[start]
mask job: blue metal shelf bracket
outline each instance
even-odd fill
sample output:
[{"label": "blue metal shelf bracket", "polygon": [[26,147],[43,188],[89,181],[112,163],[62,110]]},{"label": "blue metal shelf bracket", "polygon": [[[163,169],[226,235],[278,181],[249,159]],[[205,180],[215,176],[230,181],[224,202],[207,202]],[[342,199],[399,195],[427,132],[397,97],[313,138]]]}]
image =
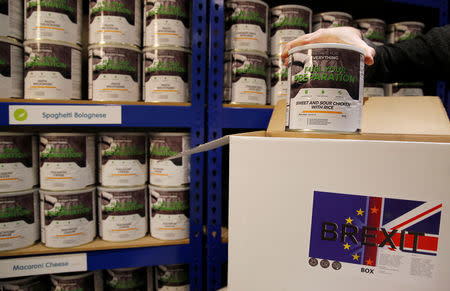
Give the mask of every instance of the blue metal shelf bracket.
[{"label": "blue metal shelf bracket", "polygon": [[[205,142],[205,94],[206,94],[206,52],[207,2],[194,0],[192,3],[192,127],[191,147]],[[203,175],[204,154],[191,157],[190,198],[190,289],[203,290]]]},{"label": "blue metal shelf bracket", "polygon": [[[209,6],[209,71],[208,71],[208,141],[222,136],[224,1],[212,0]],[[220,288],[221,261],[217,258],[222,244],[222,150],[207,153],[207,238],[206,290]]]}]

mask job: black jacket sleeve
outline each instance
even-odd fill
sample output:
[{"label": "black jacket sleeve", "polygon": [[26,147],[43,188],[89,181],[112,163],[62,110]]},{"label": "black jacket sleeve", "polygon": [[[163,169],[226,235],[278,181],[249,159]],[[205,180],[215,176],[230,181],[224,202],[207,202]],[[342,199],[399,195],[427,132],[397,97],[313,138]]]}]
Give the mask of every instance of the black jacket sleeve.
[{"label": "black jacket sleeve", "polygon": [[367,82],[450,80],[450,25],[375,51],[375,63],[366,66]]}]

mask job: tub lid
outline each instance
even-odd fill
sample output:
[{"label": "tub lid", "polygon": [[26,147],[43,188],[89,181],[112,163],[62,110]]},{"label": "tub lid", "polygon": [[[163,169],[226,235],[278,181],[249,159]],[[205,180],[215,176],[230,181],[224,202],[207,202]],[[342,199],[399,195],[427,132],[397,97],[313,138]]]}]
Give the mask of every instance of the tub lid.
[{"label": "tub lid", "polygon": [[303,5],[296,5],[296,4],[286,4],[286,5],[278,5],[275,7],[270,8],[270,11],[272,10],[277,10],[277,9],[284,9],[284,8],[297,8],[297,9],[303,9],[303,10],[307,10],[310,13],[312,13],[311,8],[303,6]]},{"label": "tub lid", "polygon": [[403,21],[403,22],[396,22],[388,25],[388,31],[392,32],[399,26],[419,26],[420,28],[425,28],[425,24],[418,21]]},{"label": "tub lid", "polygon": [[146,53],[154,50],[168,50],[168,51],[180,51],[191,54],[192,51],[187,48],[179,47],[179,46],[146,46],[142,50],[142,52]]},{"label": "tub lid", "polygon": [[[130,192],[130,191],[139,191],[139,190],[147,190],[147,185],[141,185],[141,186],[131,186],[131,187],[104,187],[104,186],[98,186],[98,191],[105,191],[105,192]],[[100,192],[98,192],[100,195]]]},{"label": "tub lid", "polygon": [[255,3],[264,5],[267,8],[269,8],[269,5],[266,2],[261,1],[261,0],[229,0],[229,1],[226,1],[226,2],[230,2],[230,3],[233,3],[233,2],[255,2]]},{"label": "tub lid", "polygon": [[347,12],[342,12],[342,11],[328,11],[328,12],[321,12],[321,13],[315,14],[315,15],[313,16],[313,18],[317,18],[317,17],[323,16],[323,15],[331,15],[331,16],[333,16],[333,15],[339,15],[339,16],[345,16],[345,17],[348,17],[348,18],[350,18],[350,19],[353,19],[353,17],[352,17],[350,14],[348,14]]},{"label": "tub lid", "polygon": [[81,46],[76,43],[66,42],[66,41],[59,41],[59,40],[51,40],[51,39],[29,39],[23,42],[23,45],[26,46],[28,44],[32,43],[45,43],[45,44],[55,44],[55,45],[62,45],[62,46],[70,46],[71,48],[74,48],[76,50],[81,51]]},{"label": "tub lid", "polygon": [[356,52],[362,54],[363,56],[366,55],[366,52],[362,48],[359,48],[359,47],[356,47],[353,45],[342,44],[342,43],[313,43],[313,44],[301,45],[301,46],[290,49],[289,55],[291,55],[295,52],[298,52],[298,51],[302,51],[302,50],[319,49],[319,48],[347,49],[347,50],[356,51]]},{"label": "tub lid", "polygon": [[356,19],[355,22],[378,22],[378,23],[382,23],[382,24],[386,24],[386,22],[384,22],[384,20],[379,19],[379,18],[361,18],[361,19]]},{"label": "tub lid", "polygon": [[142,52],[142,50],[138,46],[121,43],[121,42],[94,43],[94,44],[91,44],[88,46],[88,50],[93,49],[93,48],[101,48],[101,47],[121,48],[121,49],[132,50],[132,51],[135,51],[138,53]]},{"label": "tub lid", "polygon": [[152,136],[191,136],[189,132],[150,132]]},{"label": "tub lid", "polygon": [[6,42],[15,46],[23,47],[23,44],[17,39],[8,36],[0,36],[0,42]]}]

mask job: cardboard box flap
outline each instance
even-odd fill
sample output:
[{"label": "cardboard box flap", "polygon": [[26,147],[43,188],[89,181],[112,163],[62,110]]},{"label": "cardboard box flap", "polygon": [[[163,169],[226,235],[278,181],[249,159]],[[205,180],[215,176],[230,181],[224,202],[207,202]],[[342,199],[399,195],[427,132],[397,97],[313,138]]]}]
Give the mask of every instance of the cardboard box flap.
[{"label": "cardboard box flap", "polygon": [[226,135],[221,138],[215,139],[213,141],[201,144],[199,146],[196,146],[195,148],[183,151],[175,156],[165,158],[164,160],[174,160],[181,157],[187,157],[193,154],[198,154],[202,152],[207,152],[216,148],[223,147],[230,143],[231,136],[258,136],[258,137],[265,137],[266,132],[264,130],[259,131],[253,131],[253,132],[246,132],[246,133],[239,133],[239,134],[233,134],[233,135]]},{"label": "cardboard box flap", "polygon": [[[441,99],[424,97],[369,97],[363,105],[361,134],[333,132],[286,132],[286,100],[278,101],[267,131],[234,136],[293,137],[321,139],[356,139],[411,142],[450,142],[450,122]],[[207,142],[169,157],[209,151],[230,143],[230,136]]]},{"label": "cardboard box flap", "polygon": [[229,143],[230,143],[230,136],[226,135],[224,137],[221,137],[221,138],[215,139],[213,141],[204,143],[202,145],[196,146],[195,148],[183,151],[183,152],[181,152],[181,153],[179,153],[179,154],[177,154],[175,156],[166,158],[164,160],[174,160],[174,159],[177,159],[177,158],[187,157],[187,156],[190,156],[190,155],[193,155],[193,154],[198,154],[198,153],[201,153],[201,152],[210,151],[210,150],[222,147],[224,145],[227,145]]},{"label": "cardboard box flap", "polygon": [[450,135],[450,123],[439,97],[371,97],[361,132]]}]

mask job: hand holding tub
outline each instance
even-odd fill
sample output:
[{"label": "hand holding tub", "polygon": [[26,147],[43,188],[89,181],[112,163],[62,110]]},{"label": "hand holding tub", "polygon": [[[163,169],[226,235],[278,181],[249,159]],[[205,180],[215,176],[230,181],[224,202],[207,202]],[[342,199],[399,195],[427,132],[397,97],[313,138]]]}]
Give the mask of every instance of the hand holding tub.
[{"label": "hand holding tub", "polygon": [[366,65],[372,65],[374,62],[373,58],[375,56],[375,50],[363,41],[361,32],[356,28],[343,26],[322,28],[313,33],[304,34],[289,42],[281,55],[286,59],[286,65],[290,49],[312,43],[343,43],[360,47],[365,51],[364,62]]}]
[end]
- What you have to do
Rewrite all the items above with "outline each instance" swapped for "trace every instance" everywhere and nothing else changed, leaving out the pictures.

- Solution for this task
mask job: blue metal shelf bracket
trace every instance
even-odd fill
sample output:
[{"label": "blue metal shelf bracket", "polygon": [[26,147],[43,188],[89,181],[112,163],[62,110]]},{"label": "blue metal shelf bracket", "polygon": [[[163,169],[226,235],[278,181],[249,159]],[[205,180],[215,176],[230,181],[224,202],[207,202]],[[342,199],[399,195],[427,132],[397,97],[313,138]]]}]
image =
Give the mask of every instance of the blue metal shelf bracket.
[{"label": "blue metal shelf bracket", "polygon": [[[205,142],[205,94],[206,94],[206,52],[207,2],[194,0],[192,3],[192,127],[191,147]],[[203,175],[204,154],[191,157],[190,198],[190,289],[203,290]]]},{"label": "blue metal shelf bracket", "polygon": [[[209,6],[209,71],[208,71],[208,141],[222,136],[224,1],[212,0]],[[220,288],[221,261],[217,258],[222,244],[222,150],[207,153],[207,238],[206,290]]]}]

mask job: black jacket sleeve
trace every instance
even-odd fill
sample output:
[{"label": "black jacket sleeve", "polygon": [[26,147],[43,188],[89,181],[112,163],[62,110]]},{"label": "black jacket sleeve", "polygon": [[[163,169],[226,235],[278,181],[249,159]],[[205,180],[215,176],[230,181],[224,202],[207,202]],[[342,199],[399,195],[427,132],[397,97],[313,138]]]}]
Give the mask of every instance of the black jacket sleeve.
[{"label": "black jacket sleeve", "polygon": [[367,82],[450,80],[450,25],[375,51],[375,63],[366,66]]}]

mask job: tub lid
trace every instance
even-odd fill
sample output:
[{"label": "tub lid", "polygon": [[26,147],[43,188],[89,181],[112,163],[62,110]]},{"label": "tub lid", "polygon": [[[163,169],[226,235],[278,181],[249,159]],[[205,180],[215,176],[230,181],[224,202],[207,202]],[[342,199],[399,195],[427,132],[397,97],[313,138]]]}]
Give the mask of every instance of the tub lid.
[{"label": "tub lid", "polygon": [[303,5],[296,5],[296,4],[286,4],[286,5],[278,5],[275,7],[270,8],[270,11],[272,10],[277,10],[277,9],[284,9],[284,8],[297,8],[297,9],[303,9],[303,10],[307,10],[310,13],[312,13],[311,8],[303,6]]},{"label": "tub lid", "polygon": [[403,21],[403,22],[396,22],[388,25],[388,31],[392,32],[399,26],[419,26],[420,28],[425,28],[425,24],[418,21]]},{"label": "tub lid", "polygon": [[146,53],[154,50],[168,50],[168,51],[180,51],[191,54],[192,51],[187,48],[179,47],[179,46],[146,46],[142,50],[142,52]]},{"label": "tub lid", "polygon": [[[130,192],[130,191],[139,191],[139,190],[147,190],[147,185],[141,185],[141,186],[131,186],[131,187],[104,187],[104,186],[98,186],[98,191],[105,191],[105,192]],[[100,192],[98,192],[100,195]]]},{"label": "tub lid", "polygon": [[255,3],[264,5],[267,8],[269,8],[269,5],[266,2],[261,1],[261,0],[229,0],[229,1],[226,1],[226,2],[230,2],[230,3],[233,3],[233,2],[255,2]]},{"label": "tub lid", "polygon": [[347,12],[342,12],[342,11],[328,11],[328,12],[321,12],[321,13],[315,14],[315,15],[313,16],[313,18],[317,18],[317,17],[323,16],[323,15],[331,15],[331,16],[333,16],[333,15],[339,15],[339,16],[345,16],[345,17],[348,17],[348,18],[350,18],[350,19],[353,19],[353,17],[352,17],[350,14],[348,14]]},{"label": "tub lid", "polygon": [[81,46],[76,43],[66,42],[66,41],[59,41],[59,40],[51,40],[51,39],[29,39],[23,42],[23,45],[26,46],[28,44],[32,43],[45,43],[45,44],[55,44],[55,45],[62,45],[62,46],[70,46],[71,48],[74,48],[76,50],[81,51]]},{"label": "tub lid", "polygon": [[356,52],[362,54],[363,56],[366,55],[366,52],[362,48],[359,48],[359,47],[356,47],[353,45],[342,44],[342,43],[313,43],[313,44],[301,45],[301,46],[290,49],[289,55],[291,55],[295,52],[298,52],[298,51],[302,51],[302,50],[319,49],[319,48],[347,49],[347,50],[356,51]]},{"label": "tub lid", "polygon": [[356,19],[355,22],[378,22],[378,23],[382,23],[382,24],[386,24],[386,22],[384,22],[384,20],[379,19],[379,18],[361,18],[361,19]]},{"label": "tub lid", "polygon": [[142,52],[142,50],[138,46],[121,43],[121,42],[94,43],[94,44],[91,44],[88,46],[88,50],[93,49],[93,48],[101,48],[101,47],[121,48],[121,49],[132,50],[132,51],[135,51],[138,53]]},{"label": "tub lid", "polygon": [[152,136],[191,136],[189,132],[150,132]]},{"label": "tub lid", "polygon": [[6,42],[15,46],[23,47],[23,44],[17,39],[8,36],[0,36],[0,42]]}]

mask job: cardboard box flap
trace every instance
even-odd fill
sample output:
[{"label": "cardboard box flap", "polygon": [[26,147],[43,188],[89,181],[112,163],[62,110]]},{"label": "cardboard box flap", "polygon": [[[163,169],[226,235],[278,181],[249,159]],[[205,180],[215,176],[230,181],[224,202],[207,202]],[[342,199],[399,195],[427,132],[397,97],[313,138]]]}]
Give the mask of every instance of the cardboard box flap.
[{"label": "cardboard box flap", "polygon": [[226,135],[221,138],[215,139],[213,141],[201,144],[199,146],[196,146],[195,148],[183,151],[175,156],[165,158],[164,160],[174,160],[181,157],[187,157],[193,154],[198,154],[202,152],[207,152],[216,148],[223,147],[230,143],[231,136],[258,136],[258,137],[265,137],[266,132],[264,130],[259,131],[253,131],[253,132],[246,132],[246,133],[239,133],[239,134],[233,134],[233,135]]},{"label": "cardboard box flap", "polygon": [[[441,99],[424,97],[369,97],[363,105],[361,134],[333,132],[286,132],[286,100],[278,101],[267,131],[234,136],[293,137],[321,139],[356,139],[411,142],[450,142],[450,122]],[[207,142],[169,157],[209,151],[230,143],[230,136]]]},{"label": "cardboard box flap", "polygon": [[229,143],[230,143],[230,136],[226,135],[224,137],[221,137],[221,138],[215,139],[213,141],[204,143],[202,145],[196,146],[195,148],[183,151],[183,152],[181,152],[181,153],[179,153],[179,154],[177,154],[175,156],[166,158],[164,160],[174,160],[174,159],[177,159],[177,158],[187,157],[187,156],[190,156],[190,155],[193,155],[193,154],[198,154],[198,153],[201,153],[201,152],[210,151],[210,150],[222,147],[224,145],[227,145]]},{"label": "cardboard box flap", "polygon": [[450,135],[450,123],[439,97],[371,97],[361,132]]}]

mask job: hand holding tub
trace every instance
even-odd fill
sample output:
[{"label": "hand holding tub", "polygon": [[26,147],[43,188],[89,181],[112,163],[62,110]]},{"label": "hand holding tub", "polygon": [[[163,169],[226,235],[278,181],[249,159]],[[205,180],[215,176],[230,181],[224,202],[207,202]],[[342,199],[399,195],[427,132],[397,97],[313,138]]]}]
Give the mask of every instance of the hand holding tub.
[{"label": "hand holding tub", "polygon": [[366,65],[372,65],[374,62],[373,58],[375,56],[375,50],[363,41],[361,32],[356,28],[343,26],[322,28],[313,33],[304,34],[289,42],[281,55],[286,59],[286,65],[290,49],[312,43],[343,43],[360,47],[365,51],[364,62]]}]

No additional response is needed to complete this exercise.